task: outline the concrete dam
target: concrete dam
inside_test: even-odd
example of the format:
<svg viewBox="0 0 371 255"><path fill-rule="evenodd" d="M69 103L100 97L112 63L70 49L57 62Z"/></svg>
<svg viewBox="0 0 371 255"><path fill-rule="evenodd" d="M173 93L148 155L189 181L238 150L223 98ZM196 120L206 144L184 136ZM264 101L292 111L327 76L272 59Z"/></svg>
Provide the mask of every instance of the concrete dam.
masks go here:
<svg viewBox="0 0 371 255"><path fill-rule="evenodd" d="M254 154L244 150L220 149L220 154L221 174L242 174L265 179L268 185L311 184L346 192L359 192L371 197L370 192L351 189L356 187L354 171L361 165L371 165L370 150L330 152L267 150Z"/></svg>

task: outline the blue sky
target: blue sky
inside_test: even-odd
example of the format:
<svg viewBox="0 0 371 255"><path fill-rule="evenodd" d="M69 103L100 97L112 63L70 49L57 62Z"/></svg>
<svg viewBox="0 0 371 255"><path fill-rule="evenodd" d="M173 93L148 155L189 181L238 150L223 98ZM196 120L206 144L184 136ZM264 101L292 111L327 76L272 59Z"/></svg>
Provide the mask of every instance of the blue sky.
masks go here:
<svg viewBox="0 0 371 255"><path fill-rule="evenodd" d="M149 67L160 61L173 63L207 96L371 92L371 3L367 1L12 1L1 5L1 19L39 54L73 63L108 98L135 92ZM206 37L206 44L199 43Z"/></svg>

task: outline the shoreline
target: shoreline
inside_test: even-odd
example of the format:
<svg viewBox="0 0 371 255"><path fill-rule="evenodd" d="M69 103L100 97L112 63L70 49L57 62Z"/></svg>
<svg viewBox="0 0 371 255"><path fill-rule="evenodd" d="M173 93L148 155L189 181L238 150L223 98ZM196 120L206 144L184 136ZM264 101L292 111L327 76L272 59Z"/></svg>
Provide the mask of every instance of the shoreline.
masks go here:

## What to work on
Rewrite the lines above as a numbered list, leaving out the blank lines.

## Output below
1. task: outline the concrete dam
2. target: concrete dam
3. inside_test: even-odd
4. example of the format:
5. <svg viewBox="0 0 371 255"><path fill-rule="evenodd" d="M69 103L100 97L112 63L70 49L57 62Z"/></svg>
6. <svg viewBox="0 0 371 255"><path fill-rule="evenodd" d="M173 93L148 155L189 181L238 150L223 98ZM196 120L206 144L184 136ZM264 101L292 111L327 76L272 59Z"/></svg>
7. Provide the mask of every instance of the concrete dam.
8. masks go here:
9. <svg viewBox="0 0 371 255"><path fill-rule="evenodd" d="M254 154L244 150L220 149L220 154L221 174L242 174L265 179L268 185L311 184L346 192L359 192L371 197L370 192L351 189L356 187L354 171L361 165L371 165L370 150L330 152L267 150Z"/></svg>
10. task: outline the blue sky
11. target: blue sky
12. inside_test: even-odd
13. example of the format:
14. <svg viewBox="0 0 371 255"><path fill-rule="evenodd" d="M69 103L100 97L112 63L70 49L57 62Z"/></svg>
15. <svg viewBox="0 0 371 255"><path fill-rule="evenodd" d="M173 93L148 155L189 181L238 150L223 98ZM196 120L206 144L184 136ZM264 101L292 111L327 76L272 59Z"/></svg>
16. Provide the mask of every instance of the blue sky.
17. masks go here:
18. <svg viewBox="0 0 371 255"><path fill-rule="evenodd" d="M149 67L160 61L173 63L207 96L371 92L371 3L367 1L12 1L1 5L1 19L39 54L73 63L108 98L135 92ZM206 37L206 44L199 43Z"/></svg>
19. task: outline the shoreline
20. target: shoreline
21. inside_test: even-odd
22. example of the format:
23. <svg viewBox="0 0 371 255"><path fill-rule="evenodd" d="M69 103L100 97L112 63L70 49L57 62Z"/></svg>
24. <svg viewBox="0 0 371 255"><path fill-rule="evenodd" d="M173 93L148 155L189 181L238 150L223 98ZM196 120L206 144L184 136ZM264 101L292 111L327 76L272 59Z"/></svg>
25. Provide the mask of every instance of the shoreline.
26. masks go here:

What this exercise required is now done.